Supplied material:
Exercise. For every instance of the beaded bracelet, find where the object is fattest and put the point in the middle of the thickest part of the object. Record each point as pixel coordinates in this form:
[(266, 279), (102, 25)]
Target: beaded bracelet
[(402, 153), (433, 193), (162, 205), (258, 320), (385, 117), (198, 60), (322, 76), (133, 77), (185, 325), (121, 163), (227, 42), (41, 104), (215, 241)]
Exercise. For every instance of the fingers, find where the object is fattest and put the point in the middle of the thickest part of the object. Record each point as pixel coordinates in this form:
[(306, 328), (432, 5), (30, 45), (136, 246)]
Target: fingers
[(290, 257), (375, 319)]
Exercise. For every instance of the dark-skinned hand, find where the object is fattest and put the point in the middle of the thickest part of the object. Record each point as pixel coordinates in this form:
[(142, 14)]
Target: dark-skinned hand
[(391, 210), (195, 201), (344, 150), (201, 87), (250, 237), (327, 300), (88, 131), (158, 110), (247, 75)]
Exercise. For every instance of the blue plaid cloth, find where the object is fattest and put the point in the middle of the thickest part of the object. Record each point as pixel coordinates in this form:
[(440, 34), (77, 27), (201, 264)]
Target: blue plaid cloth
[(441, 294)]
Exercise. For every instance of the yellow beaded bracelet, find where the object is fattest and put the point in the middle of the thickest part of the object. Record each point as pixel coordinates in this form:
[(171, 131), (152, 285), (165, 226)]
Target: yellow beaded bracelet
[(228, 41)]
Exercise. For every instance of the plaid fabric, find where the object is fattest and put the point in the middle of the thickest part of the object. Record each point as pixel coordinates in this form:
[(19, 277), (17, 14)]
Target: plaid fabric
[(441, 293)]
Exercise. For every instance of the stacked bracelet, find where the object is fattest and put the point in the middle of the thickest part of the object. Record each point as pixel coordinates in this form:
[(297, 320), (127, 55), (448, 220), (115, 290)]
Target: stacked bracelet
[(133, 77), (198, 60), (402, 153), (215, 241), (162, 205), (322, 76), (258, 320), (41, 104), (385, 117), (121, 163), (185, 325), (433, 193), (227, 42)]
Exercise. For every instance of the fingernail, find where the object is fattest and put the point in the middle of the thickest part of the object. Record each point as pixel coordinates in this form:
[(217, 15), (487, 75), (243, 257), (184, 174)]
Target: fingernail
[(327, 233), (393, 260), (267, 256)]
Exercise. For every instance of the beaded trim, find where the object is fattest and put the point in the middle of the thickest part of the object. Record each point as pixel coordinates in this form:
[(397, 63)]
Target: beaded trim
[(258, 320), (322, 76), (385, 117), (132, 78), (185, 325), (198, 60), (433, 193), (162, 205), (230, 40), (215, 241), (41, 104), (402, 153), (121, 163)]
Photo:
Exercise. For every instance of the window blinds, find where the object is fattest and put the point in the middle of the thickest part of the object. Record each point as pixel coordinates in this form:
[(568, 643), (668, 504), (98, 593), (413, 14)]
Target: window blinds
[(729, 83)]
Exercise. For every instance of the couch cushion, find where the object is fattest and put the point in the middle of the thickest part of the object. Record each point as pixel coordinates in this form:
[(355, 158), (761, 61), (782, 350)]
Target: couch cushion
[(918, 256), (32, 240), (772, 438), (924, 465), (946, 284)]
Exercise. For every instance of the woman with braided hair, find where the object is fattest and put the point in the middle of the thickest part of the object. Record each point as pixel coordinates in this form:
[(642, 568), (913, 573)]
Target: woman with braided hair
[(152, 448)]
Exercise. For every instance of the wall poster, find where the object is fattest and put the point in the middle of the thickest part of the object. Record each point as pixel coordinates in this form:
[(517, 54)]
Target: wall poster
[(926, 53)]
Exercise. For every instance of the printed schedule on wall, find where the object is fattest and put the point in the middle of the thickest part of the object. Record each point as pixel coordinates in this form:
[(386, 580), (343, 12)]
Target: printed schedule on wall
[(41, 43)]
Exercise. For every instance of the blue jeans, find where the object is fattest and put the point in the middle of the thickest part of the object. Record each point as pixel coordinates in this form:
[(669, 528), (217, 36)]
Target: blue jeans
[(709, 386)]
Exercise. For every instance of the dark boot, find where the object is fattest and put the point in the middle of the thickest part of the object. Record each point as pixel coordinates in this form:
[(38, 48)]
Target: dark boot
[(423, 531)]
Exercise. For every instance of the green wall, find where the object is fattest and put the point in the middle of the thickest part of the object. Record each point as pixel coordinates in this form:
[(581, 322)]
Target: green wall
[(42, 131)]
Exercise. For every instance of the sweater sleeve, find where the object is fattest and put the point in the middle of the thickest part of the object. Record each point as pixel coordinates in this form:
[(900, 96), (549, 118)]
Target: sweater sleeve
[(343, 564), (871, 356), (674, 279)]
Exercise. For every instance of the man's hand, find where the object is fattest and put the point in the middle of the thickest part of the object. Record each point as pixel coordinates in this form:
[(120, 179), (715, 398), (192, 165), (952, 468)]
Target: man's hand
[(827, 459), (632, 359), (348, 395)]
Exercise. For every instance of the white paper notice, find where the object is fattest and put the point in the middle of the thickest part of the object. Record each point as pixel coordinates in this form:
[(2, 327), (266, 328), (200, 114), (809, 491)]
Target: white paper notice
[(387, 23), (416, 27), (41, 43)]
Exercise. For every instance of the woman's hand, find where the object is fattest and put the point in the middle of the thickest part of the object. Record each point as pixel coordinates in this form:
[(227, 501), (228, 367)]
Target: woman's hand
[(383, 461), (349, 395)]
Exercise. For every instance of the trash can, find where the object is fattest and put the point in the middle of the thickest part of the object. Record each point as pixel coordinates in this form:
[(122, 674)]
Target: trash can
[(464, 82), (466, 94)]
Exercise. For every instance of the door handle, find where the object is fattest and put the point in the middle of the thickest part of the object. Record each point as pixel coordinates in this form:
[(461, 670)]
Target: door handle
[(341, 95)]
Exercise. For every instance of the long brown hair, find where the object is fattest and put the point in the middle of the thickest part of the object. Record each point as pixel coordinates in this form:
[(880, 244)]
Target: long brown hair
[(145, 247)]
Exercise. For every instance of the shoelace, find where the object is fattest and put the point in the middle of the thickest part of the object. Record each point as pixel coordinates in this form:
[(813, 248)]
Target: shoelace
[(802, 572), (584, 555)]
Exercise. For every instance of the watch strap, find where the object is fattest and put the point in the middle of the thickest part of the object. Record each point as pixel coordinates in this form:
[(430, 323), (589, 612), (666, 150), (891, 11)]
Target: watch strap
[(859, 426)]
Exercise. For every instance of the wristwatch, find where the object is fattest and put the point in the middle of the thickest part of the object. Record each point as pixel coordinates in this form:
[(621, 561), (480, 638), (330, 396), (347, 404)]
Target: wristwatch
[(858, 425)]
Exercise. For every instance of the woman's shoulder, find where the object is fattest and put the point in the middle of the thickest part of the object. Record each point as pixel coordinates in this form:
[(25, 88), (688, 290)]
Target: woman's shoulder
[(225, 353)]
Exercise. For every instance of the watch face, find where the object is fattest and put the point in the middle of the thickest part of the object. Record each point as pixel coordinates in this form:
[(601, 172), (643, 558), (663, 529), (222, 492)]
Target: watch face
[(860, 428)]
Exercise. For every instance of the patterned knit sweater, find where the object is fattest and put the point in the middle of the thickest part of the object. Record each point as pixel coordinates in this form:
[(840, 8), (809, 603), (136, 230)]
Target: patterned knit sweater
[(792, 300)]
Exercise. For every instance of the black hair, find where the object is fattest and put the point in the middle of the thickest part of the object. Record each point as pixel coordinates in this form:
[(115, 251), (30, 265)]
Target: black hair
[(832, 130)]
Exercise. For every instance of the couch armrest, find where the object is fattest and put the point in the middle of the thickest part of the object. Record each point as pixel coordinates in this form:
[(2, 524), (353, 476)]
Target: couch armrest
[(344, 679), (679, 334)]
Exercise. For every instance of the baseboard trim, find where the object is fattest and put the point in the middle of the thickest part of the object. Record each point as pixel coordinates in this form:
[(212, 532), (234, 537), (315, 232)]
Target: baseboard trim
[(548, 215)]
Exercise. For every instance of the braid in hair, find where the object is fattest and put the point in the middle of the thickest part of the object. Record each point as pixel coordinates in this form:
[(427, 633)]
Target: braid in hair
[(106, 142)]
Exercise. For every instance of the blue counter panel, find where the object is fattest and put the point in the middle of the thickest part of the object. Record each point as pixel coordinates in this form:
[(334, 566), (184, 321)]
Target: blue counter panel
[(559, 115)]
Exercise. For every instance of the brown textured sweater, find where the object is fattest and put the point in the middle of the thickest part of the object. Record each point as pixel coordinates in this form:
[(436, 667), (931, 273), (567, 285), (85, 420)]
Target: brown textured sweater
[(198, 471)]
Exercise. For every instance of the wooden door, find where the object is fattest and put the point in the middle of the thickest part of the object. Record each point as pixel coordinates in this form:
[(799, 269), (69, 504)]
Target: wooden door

Exercise goal: Write out the lines above, starting at the line that contains "Exercise. For every instance of the brown" and ending with the final line, and nothing else; copy them exactly.

The solution:
Exercise. For every instance of the brown textured sweater, find where the object is fattest and put the point in the middle of the thickest part of the object. Record each point as pixel coordinates in this form:
[(436, 667), (931, 273), (567, 285), (85, 420)]
Target: brown textured sweater
[(198, 471)]
Exercise. For every instance of the wooden door, find where the object is fattest and put the point in the middle of the thickest part of the object. Record each point as pixel coordinates in this form:
[(799, 269), (69, 504)]
Target: wooden door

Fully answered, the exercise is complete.